- Instructions to follow -
Reproduce the lines from the first one through the line that contains "column 87, row 22", renaming "water spray" to "water jet" wherever it appears and leaving everything else unchanged.

-- Begin Given entries --

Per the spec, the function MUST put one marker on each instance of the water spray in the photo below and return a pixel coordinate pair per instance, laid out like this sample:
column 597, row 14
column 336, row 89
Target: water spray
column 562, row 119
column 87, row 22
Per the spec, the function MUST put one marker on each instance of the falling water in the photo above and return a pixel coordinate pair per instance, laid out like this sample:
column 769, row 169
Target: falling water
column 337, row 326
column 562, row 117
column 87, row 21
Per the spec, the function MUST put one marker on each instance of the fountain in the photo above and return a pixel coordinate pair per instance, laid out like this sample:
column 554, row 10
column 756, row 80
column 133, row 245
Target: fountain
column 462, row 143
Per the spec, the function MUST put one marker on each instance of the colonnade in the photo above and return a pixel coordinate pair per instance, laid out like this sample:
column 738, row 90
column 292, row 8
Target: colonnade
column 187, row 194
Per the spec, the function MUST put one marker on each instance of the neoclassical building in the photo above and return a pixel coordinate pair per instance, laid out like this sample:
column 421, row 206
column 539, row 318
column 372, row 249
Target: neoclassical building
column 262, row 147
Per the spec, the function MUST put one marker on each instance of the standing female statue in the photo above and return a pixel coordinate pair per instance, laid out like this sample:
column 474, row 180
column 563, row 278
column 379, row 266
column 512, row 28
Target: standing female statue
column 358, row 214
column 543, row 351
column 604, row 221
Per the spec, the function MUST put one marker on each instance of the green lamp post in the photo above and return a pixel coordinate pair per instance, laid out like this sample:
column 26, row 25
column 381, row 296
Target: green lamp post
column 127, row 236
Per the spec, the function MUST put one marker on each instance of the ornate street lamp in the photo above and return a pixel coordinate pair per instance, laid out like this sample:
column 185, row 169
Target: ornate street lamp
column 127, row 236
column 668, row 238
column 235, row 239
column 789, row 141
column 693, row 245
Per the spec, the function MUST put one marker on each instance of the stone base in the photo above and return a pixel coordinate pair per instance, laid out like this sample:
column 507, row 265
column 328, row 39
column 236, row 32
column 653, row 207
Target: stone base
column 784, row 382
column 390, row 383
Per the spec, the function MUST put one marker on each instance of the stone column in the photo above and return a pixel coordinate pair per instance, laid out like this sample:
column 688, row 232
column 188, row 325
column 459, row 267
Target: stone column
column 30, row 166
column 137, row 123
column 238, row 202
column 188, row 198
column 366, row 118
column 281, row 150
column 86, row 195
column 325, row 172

-- End Given entries --

- Response to the task -
Per the spec, the function MUST put one marker on each instance of the water jet in the photo below and return a pixel coordinate pair per instance, laid out like this sample:
column 597, row 14
column 336, row 89
Target: water jet
column 562, row 119
column 87, row 22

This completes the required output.